ИНСТРУКЦИИ К РАБОТЕ ->
a - До какого момента принимались истории на конкурс, судя по статье о минском квартале Уборки?
b - Повторите без изменений фрагмент статьи о квартале Уборки, начиная со слов «Чем Уручье лучше» и заканчивая словами «столицы, в котором живут.».

++++ ИЗВЛЕЧЁННЫЙ ТЕКСТ

Район на район. «Прощаюсь со своей родиной». Каким был «деревянный» Минск в квартале Уборки

Источник материала:  
18.05.2019 09:20 — Новости Общества

«Прощаюсь со своей родиной. Дойти уже не могу, так хоть посмотрю», — сказал когда-то дед минчанину Сергею Лихтаровичу. Он это запомнил, вырос и сегодня рассказывает TUT.BY историю своего любимого района. Это Уборки. Так называлась деревянная застройка в районе железной дороги, в округе улиц Студенческой, Могилевской, Толстого.


Голубятня в районе Уборки. Фото: из семейного архива Сергея Лихтаровича

Чем Уручье лучше Юго-Запада, а Чижовка — лучше Малиновки? Или наоборот? Почему, если жить в Минске, то именно в Лошице? Минчане в конкурсе «Район на район» признаются в любви тому уголку столицы, в котором живут.

Мы принимали истории до 9 утра 22 апреля. Лучшие публикуем, победителя выберем с помощью открытого голосования в рубрике «Минск» — с 27 по 28 мая 2019 года. Подробно правила конкурса читайте тут.

++++++++
++++ ЗАПИСАННЫЕ ДАННЫЕ

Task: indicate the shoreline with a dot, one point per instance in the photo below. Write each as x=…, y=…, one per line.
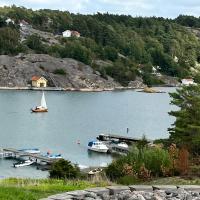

++++++++

СПИСОК РЕШЕНИЙ ->
a - До 9 утра 22 апреля.

b -
Чем Уручье лучше Юго-Запада, а Чижовка — лучше Малиновки? Или наоборот? Почему, если жить в Минске, то именно в Лошице? Минчане в конкурсе «Район на район» признаются в любви тому уголку столицы, в котором живут.